== Problem description ==
Reproduce exactly the lines below, starting with the line that contains "[tag] dry grass (a dot for each instance)" and ending with the last line of the records, both included, and nothing else.

(Recorded data)
____________
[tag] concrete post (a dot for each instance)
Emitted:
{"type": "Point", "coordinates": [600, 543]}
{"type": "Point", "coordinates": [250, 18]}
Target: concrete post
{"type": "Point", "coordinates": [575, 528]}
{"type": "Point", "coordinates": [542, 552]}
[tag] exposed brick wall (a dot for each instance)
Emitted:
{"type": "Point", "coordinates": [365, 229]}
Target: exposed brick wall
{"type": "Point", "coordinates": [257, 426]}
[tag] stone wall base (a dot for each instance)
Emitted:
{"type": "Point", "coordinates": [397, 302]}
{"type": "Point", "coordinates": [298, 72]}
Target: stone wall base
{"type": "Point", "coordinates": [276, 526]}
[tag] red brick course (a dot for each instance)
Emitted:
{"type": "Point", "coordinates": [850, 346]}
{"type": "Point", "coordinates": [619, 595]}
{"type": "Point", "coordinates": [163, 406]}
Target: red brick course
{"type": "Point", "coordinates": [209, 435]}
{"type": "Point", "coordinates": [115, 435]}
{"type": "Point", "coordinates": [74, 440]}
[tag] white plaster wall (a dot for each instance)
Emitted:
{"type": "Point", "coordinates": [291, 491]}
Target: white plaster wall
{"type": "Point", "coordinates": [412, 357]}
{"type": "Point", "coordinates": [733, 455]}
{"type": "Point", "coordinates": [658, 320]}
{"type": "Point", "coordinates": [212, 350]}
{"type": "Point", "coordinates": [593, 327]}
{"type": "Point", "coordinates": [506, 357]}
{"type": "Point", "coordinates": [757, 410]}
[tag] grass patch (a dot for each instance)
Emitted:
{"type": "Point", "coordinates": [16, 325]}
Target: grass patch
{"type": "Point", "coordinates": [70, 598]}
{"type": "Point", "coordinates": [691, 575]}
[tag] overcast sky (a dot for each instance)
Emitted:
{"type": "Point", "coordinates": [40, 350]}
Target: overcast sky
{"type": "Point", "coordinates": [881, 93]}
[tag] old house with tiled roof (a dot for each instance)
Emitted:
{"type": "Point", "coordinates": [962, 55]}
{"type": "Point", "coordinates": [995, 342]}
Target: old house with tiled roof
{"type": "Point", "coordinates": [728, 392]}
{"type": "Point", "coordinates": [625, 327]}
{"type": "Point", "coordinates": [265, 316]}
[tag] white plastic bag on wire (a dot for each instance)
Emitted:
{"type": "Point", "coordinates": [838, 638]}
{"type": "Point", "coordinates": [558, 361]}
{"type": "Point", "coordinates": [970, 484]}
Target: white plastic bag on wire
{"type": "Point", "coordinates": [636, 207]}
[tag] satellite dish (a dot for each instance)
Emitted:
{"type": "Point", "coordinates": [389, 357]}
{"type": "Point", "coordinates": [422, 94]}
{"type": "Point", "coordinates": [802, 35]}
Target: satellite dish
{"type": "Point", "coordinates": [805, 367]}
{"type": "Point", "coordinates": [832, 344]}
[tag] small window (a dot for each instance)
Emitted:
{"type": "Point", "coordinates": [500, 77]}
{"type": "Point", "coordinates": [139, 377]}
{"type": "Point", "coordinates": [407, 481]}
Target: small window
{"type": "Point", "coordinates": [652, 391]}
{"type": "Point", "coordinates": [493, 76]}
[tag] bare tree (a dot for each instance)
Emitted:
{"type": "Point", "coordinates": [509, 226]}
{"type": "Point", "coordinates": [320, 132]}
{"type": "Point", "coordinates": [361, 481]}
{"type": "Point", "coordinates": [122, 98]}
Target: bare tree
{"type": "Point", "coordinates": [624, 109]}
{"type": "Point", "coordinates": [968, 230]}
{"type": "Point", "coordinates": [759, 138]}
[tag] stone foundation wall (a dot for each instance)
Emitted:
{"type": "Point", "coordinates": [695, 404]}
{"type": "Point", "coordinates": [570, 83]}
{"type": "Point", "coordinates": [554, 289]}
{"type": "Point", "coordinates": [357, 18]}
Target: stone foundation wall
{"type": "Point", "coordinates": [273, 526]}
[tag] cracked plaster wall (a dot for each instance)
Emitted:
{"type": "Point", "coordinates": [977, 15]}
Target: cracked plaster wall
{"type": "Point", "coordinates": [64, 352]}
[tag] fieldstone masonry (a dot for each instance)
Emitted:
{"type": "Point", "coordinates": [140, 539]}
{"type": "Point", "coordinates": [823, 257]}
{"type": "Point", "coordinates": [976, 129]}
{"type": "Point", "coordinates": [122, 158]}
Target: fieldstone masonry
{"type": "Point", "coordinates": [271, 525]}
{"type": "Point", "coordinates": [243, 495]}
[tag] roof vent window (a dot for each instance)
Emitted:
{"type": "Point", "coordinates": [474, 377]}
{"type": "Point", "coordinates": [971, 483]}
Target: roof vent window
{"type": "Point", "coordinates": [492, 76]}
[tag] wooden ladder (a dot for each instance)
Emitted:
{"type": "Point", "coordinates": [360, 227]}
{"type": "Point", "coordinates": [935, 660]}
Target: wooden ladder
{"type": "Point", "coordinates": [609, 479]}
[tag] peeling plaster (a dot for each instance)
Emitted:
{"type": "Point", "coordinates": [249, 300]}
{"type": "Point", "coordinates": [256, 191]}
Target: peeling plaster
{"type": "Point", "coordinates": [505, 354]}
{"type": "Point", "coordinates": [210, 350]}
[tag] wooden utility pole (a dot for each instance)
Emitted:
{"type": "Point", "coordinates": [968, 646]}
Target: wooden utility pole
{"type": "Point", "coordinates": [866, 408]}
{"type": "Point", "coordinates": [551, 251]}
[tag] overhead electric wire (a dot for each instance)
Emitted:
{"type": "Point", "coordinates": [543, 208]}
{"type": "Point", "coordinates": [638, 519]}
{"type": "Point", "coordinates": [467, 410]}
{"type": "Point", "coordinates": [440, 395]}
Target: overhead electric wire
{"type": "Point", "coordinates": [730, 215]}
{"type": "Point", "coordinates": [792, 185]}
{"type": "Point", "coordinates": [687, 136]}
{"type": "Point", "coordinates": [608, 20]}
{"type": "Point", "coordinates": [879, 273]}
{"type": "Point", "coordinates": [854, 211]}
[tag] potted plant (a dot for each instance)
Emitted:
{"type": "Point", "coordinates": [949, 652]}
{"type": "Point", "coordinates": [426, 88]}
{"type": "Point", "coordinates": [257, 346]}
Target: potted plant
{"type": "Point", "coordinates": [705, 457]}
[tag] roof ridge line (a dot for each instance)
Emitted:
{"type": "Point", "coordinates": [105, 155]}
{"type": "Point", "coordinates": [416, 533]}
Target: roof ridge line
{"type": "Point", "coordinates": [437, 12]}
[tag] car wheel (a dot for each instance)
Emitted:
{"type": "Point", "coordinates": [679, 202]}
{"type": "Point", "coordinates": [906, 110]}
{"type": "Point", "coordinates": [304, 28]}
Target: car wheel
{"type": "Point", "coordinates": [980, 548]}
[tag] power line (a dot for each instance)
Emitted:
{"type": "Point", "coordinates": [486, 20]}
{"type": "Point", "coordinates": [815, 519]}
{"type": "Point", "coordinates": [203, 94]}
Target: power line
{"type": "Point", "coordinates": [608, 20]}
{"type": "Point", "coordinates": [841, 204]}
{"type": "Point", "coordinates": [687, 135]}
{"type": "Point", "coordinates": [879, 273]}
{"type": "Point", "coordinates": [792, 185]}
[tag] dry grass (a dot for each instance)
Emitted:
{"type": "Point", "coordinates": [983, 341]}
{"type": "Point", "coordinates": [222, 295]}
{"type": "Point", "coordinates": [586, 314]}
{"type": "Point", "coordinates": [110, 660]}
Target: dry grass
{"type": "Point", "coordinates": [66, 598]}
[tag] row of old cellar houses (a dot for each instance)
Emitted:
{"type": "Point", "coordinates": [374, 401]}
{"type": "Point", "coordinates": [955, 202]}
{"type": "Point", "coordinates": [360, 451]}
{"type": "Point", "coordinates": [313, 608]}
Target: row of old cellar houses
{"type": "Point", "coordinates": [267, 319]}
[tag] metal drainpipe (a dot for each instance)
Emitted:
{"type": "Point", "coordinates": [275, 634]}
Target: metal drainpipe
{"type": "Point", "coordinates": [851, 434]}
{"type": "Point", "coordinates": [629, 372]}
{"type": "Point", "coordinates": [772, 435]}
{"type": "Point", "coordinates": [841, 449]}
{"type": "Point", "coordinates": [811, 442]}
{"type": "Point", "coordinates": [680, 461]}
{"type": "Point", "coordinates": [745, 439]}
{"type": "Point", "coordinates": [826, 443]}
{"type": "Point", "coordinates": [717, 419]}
____________
== Expected answer ==
[tag] dry grass (a dot for each instance)
Emitted:
{"type": "Point", "coordinates": [983, 341]}
{"type": "Point", "coordinates": [222, 295]}
{"type": "Point", "coordinates": [586, 314]}
{"type": "Point", "coordinates": [110, 660]}
Target: dry grass
{"type": "Point", "coordinates": [66, 598]}
[tag] row of old cellar houses (a dot for each instance)
Emitted:
{"type": "Point", "coordinates": [374, 401]}
{"type": "Point", "coordinates": [955, 202]}
{"type": "Point", "coordinates": [360, 451]}
{"type": "Point", "coordinates": [313, 608]}
Target: row of old cellar houses
{"type": "Point", "coordinates": [267, 319]}
[tag] metal drainpipe (a dot for each instance)
Emitted:
{"type": "Point", "coordinates": [275, 634]}
Target: metal drainpipe
{"type": "Point", "coordinates": [851, 434]}
{"type": "Point", "coordinates": [629, 372]}
{"type": "Point", "coordinates": [772, 435]}
{"type": "Point", "coordinates": [841, 449]}
{"type": "Point", "coordinates": [811, 442]}
{"type": "Point", "coordinates": [680, 461]}
{"type": "Point", "coordinates": [745, 439]}
{"type": "Point", "coordinates": [826, 443]}
{"type": "Point", "coordinates": [717, 419]}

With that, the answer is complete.